Written instruction → Revise the pack-objects reply below by rewriting the stretch from "On 9/10/24 4:36" through "many cases." with "cross-path deltas" changed to "cross-directory deltas".

Extract to read →
Re: [PATCH 0/4] pack-objects: create new name-hash algorithm

Derrick Stolee <stolee@xxxxxxxxx> · Tue, 10 Sep 2024 17:09:22 -0400

On 9/10/24 4:36 PM, Junio C Hamano wrote:
Junio C Hamano <gitster@xxxxxxxxx> writes:

Derrick Stolee <stolee@xxxxxxxxx> writes:

The thing that surprised me is just how effective this is for the
creation of large pack-files that include many versions of most
files. The cross-path deltas have less of an effect here, and the
benefits of avoiding name-hash collisions can be overwhelming in
many cases.

Yes, "make sure we notice a file F moving from directory A to B" is
inherently optimized for short span of history, i.e. a smallish push
rather than a whole history clone, where the definition of
"smallish" is that even if you create optimal delta chains, the
length of these delta chains will not exceed the "--depth" option.

If the history you are pushing modified A/F twice, renamed it to B/F
(with or without modification at the same time), then modified B/F
twice more, you'd want to pack the 5-commit segment and having to
artificially cut the delta chain that can contain all of these 5
blobs into two at the renaming commit is a huge loss.

Items →
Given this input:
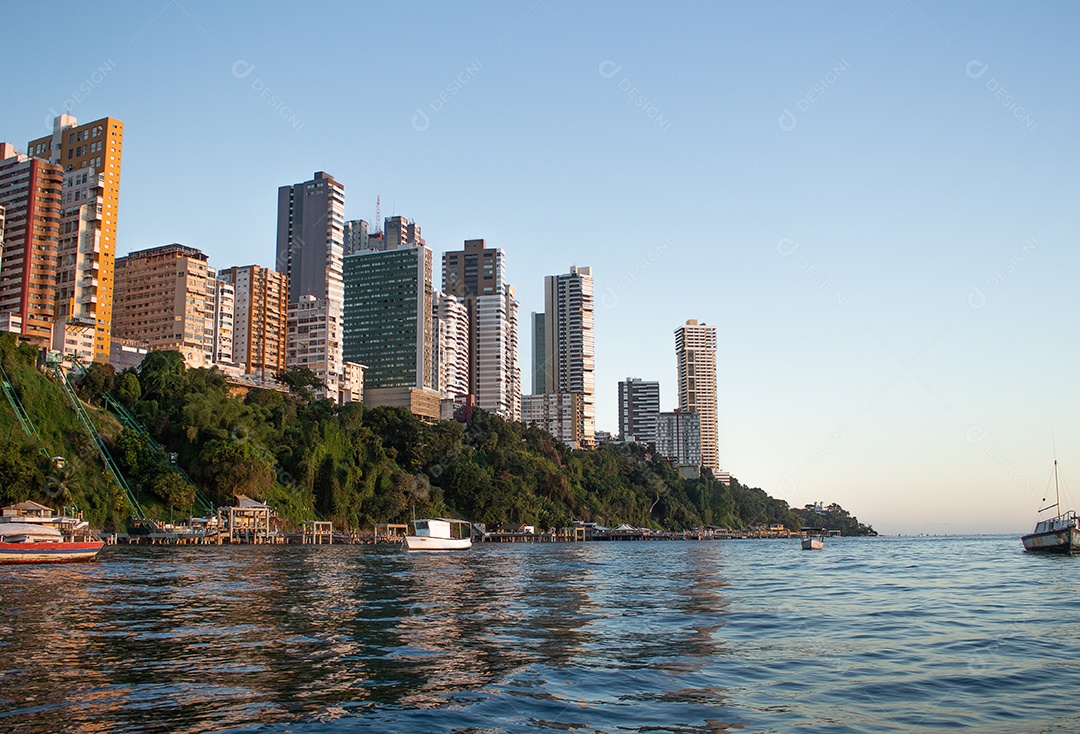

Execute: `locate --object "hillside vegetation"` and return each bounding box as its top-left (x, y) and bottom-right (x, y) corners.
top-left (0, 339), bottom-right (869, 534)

--

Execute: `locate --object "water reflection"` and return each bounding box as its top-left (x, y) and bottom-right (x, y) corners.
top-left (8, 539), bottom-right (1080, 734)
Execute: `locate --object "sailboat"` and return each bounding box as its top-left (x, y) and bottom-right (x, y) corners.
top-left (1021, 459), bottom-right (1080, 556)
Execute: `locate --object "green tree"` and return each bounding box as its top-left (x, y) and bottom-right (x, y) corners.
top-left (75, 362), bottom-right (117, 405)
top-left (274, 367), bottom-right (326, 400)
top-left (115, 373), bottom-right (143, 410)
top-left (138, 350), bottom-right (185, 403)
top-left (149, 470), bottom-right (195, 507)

* * *

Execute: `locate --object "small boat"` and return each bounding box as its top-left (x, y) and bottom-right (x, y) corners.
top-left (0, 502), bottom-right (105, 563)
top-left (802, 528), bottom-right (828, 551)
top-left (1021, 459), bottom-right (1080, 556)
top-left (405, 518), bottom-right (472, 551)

Task result →
On 9/10/24 4:36 PM, Junio C Hamano wrote:
Junio C Hamano <gitster@xxxxxxxxx> writes:

Derrick Stolee <stolee@xxxxxxxxx> writes:

The thing that surprised me is just how effective this is for the
creation of large pack-files that include many versions of most
files. The cross-directory deltas have less of an effect here, and the
benefits of avoiding name-hash collisions can be overwhelming in
many cases.